Your response should consist of the entries below, reproduced exactly and without their images.

** Provided data follows **

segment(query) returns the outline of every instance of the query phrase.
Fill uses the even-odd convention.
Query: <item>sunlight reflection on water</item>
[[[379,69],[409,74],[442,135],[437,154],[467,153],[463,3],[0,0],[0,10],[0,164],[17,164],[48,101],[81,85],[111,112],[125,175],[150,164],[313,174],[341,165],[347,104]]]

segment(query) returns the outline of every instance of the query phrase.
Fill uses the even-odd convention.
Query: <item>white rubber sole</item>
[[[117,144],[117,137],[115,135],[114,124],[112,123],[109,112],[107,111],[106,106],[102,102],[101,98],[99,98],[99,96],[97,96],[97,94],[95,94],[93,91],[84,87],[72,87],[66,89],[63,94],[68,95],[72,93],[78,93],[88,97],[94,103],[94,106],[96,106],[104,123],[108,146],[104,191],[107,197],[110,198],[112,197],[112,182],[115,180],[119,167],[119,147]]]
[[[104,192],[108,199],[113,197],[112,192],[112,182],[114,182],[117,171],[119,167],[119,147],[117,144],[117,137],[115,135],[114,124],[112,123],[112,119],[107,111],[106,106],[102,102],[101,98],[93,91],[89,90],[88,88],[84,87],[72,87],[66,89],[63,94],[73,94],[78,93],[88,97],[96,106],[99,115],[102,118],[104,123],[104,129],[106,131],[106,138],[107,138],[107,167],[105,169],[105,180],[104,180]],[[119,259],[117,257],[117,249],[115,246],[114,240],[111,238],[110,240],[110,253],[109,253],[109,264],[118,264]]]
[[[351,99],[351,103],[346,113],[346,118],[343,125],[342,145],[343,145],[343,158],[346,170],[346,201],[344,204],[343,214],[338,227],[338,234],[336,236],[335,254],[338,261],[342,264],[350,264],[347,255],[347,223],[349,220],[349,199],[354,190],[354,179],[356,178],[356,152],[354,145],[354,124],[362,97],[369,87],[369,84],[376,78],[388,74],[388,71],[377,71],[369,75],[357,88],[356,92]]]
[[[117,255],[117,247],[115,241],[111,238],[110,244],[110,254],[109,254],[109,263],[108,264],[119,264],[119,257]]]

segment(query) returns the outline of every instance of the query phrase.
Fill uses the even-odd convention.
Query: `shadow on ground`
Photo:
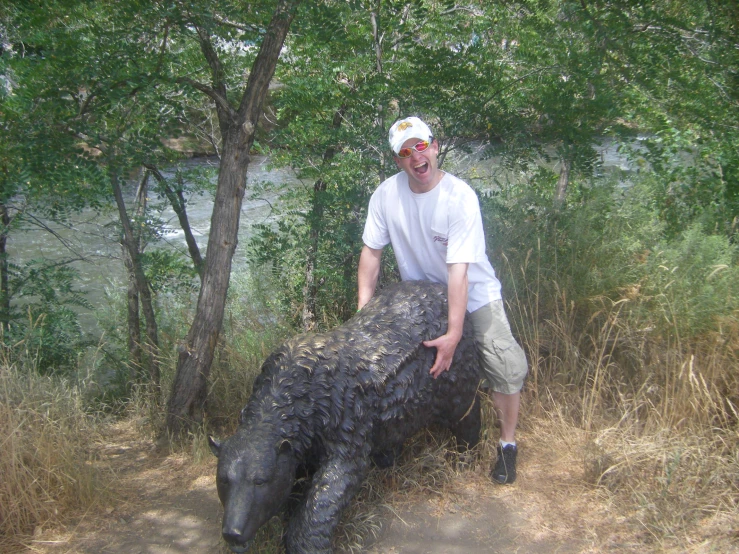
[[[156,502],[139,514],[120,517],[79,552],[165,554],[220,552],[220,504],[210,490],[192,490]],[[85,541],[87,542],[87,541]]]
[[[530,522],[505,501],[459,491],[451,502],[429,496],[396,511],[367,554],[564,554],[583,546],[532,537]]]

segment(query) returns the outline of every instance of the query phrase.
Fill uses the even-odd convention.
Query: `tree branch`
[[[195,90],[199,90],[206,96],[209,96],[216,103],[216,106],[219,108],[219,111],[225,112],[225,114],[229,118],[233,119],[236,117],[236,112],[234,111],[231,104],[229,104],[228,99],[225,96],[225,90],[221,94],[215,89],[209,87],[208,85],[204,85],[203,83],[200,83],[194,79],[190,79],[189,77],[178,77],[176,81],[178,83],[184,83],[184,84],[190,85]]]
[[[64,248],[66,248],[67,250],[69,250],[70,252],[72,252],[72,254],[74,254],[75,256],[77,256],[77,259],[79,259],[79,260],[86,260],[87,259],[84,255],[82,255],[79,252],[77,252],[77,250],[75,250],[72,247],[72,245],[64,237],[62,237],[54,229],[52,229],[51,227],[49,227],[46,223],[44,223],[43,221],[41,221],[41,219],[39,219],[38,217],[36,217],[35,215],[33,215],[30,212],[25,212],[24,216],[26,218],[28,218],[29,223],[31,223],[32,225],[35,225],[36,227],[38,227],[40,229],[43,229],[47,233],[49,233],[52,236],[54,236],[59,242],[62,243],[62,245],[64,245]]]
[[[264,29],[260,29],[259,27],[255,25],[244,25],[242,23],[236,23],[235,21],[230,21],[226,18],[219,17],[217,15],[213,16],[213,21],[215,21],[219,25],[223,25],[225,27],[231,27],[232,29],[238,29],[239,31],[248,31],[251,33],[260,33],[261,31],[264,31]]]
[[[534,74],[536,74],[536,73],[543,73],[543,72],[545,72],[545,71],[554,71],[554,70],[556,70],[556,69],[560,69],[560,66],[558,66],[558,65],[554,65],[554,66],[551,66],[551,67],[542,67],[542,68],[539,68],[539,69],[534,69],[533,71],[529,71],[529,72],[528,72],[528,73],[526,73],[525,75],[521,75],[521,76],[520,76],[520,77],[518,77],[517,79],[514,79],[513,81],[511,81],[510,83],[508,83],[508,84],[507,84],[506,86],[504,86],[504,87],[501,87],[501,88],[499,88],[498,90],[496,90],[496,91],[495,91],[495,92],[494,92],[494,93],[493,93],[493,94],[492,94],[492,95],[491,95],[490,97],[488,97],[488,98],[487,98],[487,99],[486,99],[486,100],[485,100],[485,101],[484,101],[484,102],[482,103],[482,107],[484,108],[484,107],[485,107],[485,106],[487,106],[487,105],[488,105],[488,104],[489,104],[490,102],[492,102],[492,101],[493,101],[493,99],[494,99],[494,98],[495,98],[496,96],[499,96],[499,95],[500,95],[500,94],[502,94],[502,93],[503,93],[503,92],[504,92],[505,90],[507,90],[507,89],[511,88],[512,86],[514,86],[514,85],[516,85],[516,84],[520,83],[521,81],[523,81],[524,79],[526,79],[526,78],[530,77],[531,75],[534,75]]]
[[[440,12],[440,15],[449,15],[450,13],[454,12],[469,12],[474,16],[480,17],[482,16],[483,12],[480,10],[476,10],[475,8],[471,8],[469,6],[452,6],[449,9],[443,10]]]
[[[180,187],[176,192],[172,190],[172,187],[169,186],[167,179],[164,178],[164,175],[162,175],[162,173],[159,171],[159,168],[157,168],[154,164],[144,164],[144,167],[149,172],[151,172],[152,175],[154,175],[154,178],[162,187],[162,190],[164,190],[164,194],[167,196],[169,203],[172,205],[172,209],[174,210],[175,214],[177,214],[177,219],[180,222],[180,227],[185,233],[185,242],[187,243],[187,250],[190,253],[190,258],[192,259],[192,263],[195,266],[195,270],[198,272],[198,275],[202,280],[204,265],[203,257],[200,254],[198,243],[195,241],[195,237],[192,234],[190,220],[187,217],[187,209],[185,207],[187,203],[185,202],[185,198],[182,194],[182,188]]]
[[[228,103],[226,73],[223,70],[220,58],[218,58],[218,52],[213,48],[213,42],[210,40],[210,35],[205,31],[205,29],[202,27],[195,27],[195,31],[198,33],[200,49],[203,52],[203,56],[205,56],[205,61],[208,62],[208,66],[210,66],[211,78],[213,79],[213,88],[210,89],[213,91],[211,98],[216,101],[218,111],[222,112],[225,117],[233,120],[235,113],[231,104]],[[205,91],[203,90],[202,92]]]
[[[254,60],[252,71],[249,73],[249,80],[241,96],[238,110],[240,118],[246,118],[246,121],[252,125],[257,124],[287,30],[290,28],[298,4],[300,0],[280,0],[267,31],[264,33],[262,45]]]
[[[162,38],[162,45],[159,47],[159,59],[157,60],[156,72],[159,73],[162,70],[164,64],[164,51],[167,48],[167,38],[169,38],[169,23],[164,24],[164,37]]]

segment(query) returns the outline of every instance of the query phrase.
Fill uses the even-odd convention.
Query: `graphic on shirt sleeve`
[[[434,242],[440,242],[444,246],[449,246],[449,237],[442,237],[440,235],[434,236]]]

** End of Provided data **

*Result of this exercise*
segment(query) returns the outline of every instance of the query phrase.
Fill uses the even-odd convention.
Query: <item>sunlight reflection on water</item>
[[[379,69],[409,74],[442,135],[437,154],[467,153],[463,3],[0,0],[0,10],[0,164],[17,164],[48,101],[81,85],[111,112],[125,175],[150,164],[313,174],[341,165],[347,104]]]

segment(query) returns the outline of every instance of the query phrase.
Fill uses the even-odd convention.
Query: <item>white rubber sole</item>
[[[117,144],[117,137],[115,135],[114,124],[112,123],[109,112],[107,111],[106,106],[102,102],[101,98],[99,98],[99,96],[97,96],[97,94],[95,94],[93,91],[84,87],[72,87],[66,89],[63,94],[68,95],[72,93],[78,93],[88,97],[94,103],[94,106],[96,106],[104,123],[108,146],[104,191],[107,197],[110,198],[112,197],[112,182],[115,180],[119,167],[119,147]]]
[[[104,192],[108,199],[113,197],[112,192],[112,182],[114,182],[117,171],[119,167],[119,147],[117,144],[117,137],[115,135],[114,124],[112,123],[112,119],[107,111],[106,106],[102,102],[101,98],[93,91],[89,90],[88,88],[84,87],[72,87],[66,89],[63,94],[73,94],[78,93],[88,97],[96,106],[99,115],[102,118],[104,123],[104,129],[106,131],[106,138],[107,138],[107,167],[105,169],[105,180],[104,180]],[[119,259],[117,257],[117,249],[115,246],[114,240],[111,238],[110,240],[110,253],[109,253],[109,264],[118,264]]]
[[[351,99],[351,103],[346,113],[346,118],[343,125],[342,145],[343,145],[343,158],[346,170],[346,201],[344,204],[343,214],[338,227],[338,234],[336,236],[335,254],[338,261],[342,264],[350,264],[347,255],[347,223],[349,220],[349,199],[354,190],[354,179],[356,178],[356,152],[354,145],[354,124],[362,97],[369,87],[369,84],[376,78],[388,74],[388,71],[377,71],[369,75],[357,88],[356,92]]]
[[[117,255],[117,247],[115,241],[111,238],[110,244],[110,254],[109,254],[109,263],[108,264],[119,264],[119,257]]]

segment(query) returns the outline of every instance of the query phrase.
Fill uses the even-odd convention.
Query: `shadow on ground`
Photo:
[[[156,502],[139,514],[120,517],[79,552],[165,554],[220,552],[220,504],[210,490],[192,490]],[[85,541],[87,542],[87,541]]]
[[[530,522],[505,501],[459,491],[451,502],[429,496],[396,511],[367,554],[564,554],[583,546],[532,537]]]

segment(query) returns the outline of every instance of the query phrase.
Fill uses the even-odd convention.
Query: `tree branch`
[[[195,90],[199,90],[206,96],[209,96],[216,103],[216,106],[219,108],[219,111],[225,112],[225,114],[229,118],[233,119],[236,117],[236,112],[234,111],[231,104],[229,104],[228,99],[225,96],[225,90],[221,94],[215,89],[209,87],[208,85],[204,85],[203,83],[200,83],[194,79],[190,79],[189,77],[178,77],[176,81],[178,83],[184,83],[184,84],[190,85]]]
[[[64,248],[66,248],[67,250],[69,250],[70,252],[72,252],[72,254],[74,254],[75,256],[77,256],[77,259],[79,259],[79,260],[86,260],[87,259],[84,255],[82,255],[79,252],[77,252],[77,250],[75,250],[72,247],[72,245],[64,237],[62,237],[54,229],[52,229],[51,227],[49,227],[46,223],[44,223],[43,221],[41,221],[41,219],[39,219],[38,217],[36,217],[35,215],[33,215],[30,212],[25,212],[24,216],[26,218],[28,218],[29,223],[31,223],[32,225],[35,225],[36,227],[38,227],[40,229],[43,229],[47,233],[49,233],[52,236],[54,236],[59,242],[62,243],[62,245],[64,245]]]
[[[264,29],[260,29],[259,27],[255,25],[244,25],[242,23],[236,23],[235,21],[230,21],[226,18],[219,17],[217,15],[213,16],[213,21],[215,21],[219,25],[223,25],[225,27],[231,27],[232,29],[238,29],[239,31],[248,31],[251,33],[260,33],[261,31],[264,31]]]
[[[534,74],[536,74],[536,73],[543,73],[543,72],[545,72],[545,71],[554,71],[554,70],[556,70],[556,69],[560,69],[560,66],[558,66],[558,65],[554,65],[554,66],[551,66],[551,67],[542,67],[542,68],[539,68],[539,69],[534,69],[533,71],[529,71],[529,72],[528,72],[528,73],[526,73],[525,75],[521,75],[521,76],[520,76],[520,77],[518,77],[517,79],[514,79],[513,81],[511,81],[510,83],[508,83],[508,84],[507,84],[506,86],[504,86],[504,87],[501,87],[501,88],[499,88],[498,90],[496,90],[496,91],[495,91],[495,92],[494,92],[494,93],[493,93],[493,94],[492,94],[492,95],[491,95],[490,97],[488,97],[488,98],[487,98],[487,99],[486,99],[486,100],[485,100],[485,101],[484,101],[484,102],[482,103],[482,107],[484,108],[484,107],[485,107],[485,106],[487,106],[487,105],[488,105],[488,104],[489,104],[490,102],[492,102],[492,101],[493,101],[493,99],[494,99],[494,98],[495,98],[496,96],[499,96],[499,95],[500,95],[500,94],[502,94],[502,93],[503,93],[503,92],[504,92],[505,90],[507,90],[507,89],[511,88],[512,86],[514,86],[514,85],[516,85],[516,84],[520,83],[521,81],[523,81],[524,79],[526,79],[526,78],[530,77],[531,75],[534,75]]]
[[[440,12],[440,15],[449,15],[450,13],[454,12],[469,12],[474,16],[480,17],[482,16],[483,12],[480,10],[476,10],[475,8],[471,8],[469,6],[452,6],[449,9],[443,10]]]
[[[180,187],[176,192],[172,190],[172,187],[169,186],[167,179],[164,178],[164,175],[162,175],[162,173],[159,171],[159,168],[157,168],[154,164],[144,164],[144,167],[149,172],[151,172],[152,175],[154,175],[154,178],[162,187],[162,190],[164,190],[164,194],[167,196],[169,203],[172,205],[172,209],[174,210],[175,214],[177,214],[177,219],[180,222],[180,227],[185,233],[185,242],[187,243],[187,250],[190,253],[190,258],[192,259],[192,263],[195,266],[195,270],[198,272],[198,275],[202,280],[204,265],[203,257],[200,254],[198,243],[195,241],[195,237],[192,234],[190,220],[187,217],[187,209],[185,207],[187,203],[185,202],[185,198],[182,194],[182,188]]]
[[[228,103],[226,73],[223,70],[220,58],[218,58],[218,52],[213,48],[213,42],[210,40],[210,35],[205,31],[205,29],[202,27],[195,27],[195,31],[198,33],[200,49],[203,52],[203,56],[205,56],[205,61],[208,62],[208,66],[210,66],[211,78],[213,79],[213,88],[210,89],[213,91],[211,98],[216,101],[218,111],[222,112],[225,117],[233,120],[235,113],[231,104]],[[205,91],[203,90],[202,92]]]
[[[254,60],[252,71],[249,73],[249,80],[241,96],[238,110],[240,118],[246,118],[246,121],[252,125],[257,124],[287,30],[290,28],[298,4],[300,0],[280,0],[267,31],[264,33],[262,45]]]
[[[162,38],[162,45],[159,47],[159,59],[157,60],[156,72],[159,73],[162,70],[164,64],[164,51],[167,48],[167,38],[169,38],[169,23],[164,24],[164,37]]]

segment(query) returns the outline of every instance of the query phrase.
Fill uses the even-odd convention.
Query: `graphic on shirt sleeve`
[[[434,242],[440,242],[444,246],[449,246],[449,237],[442,237],[440,235],[434,236]]]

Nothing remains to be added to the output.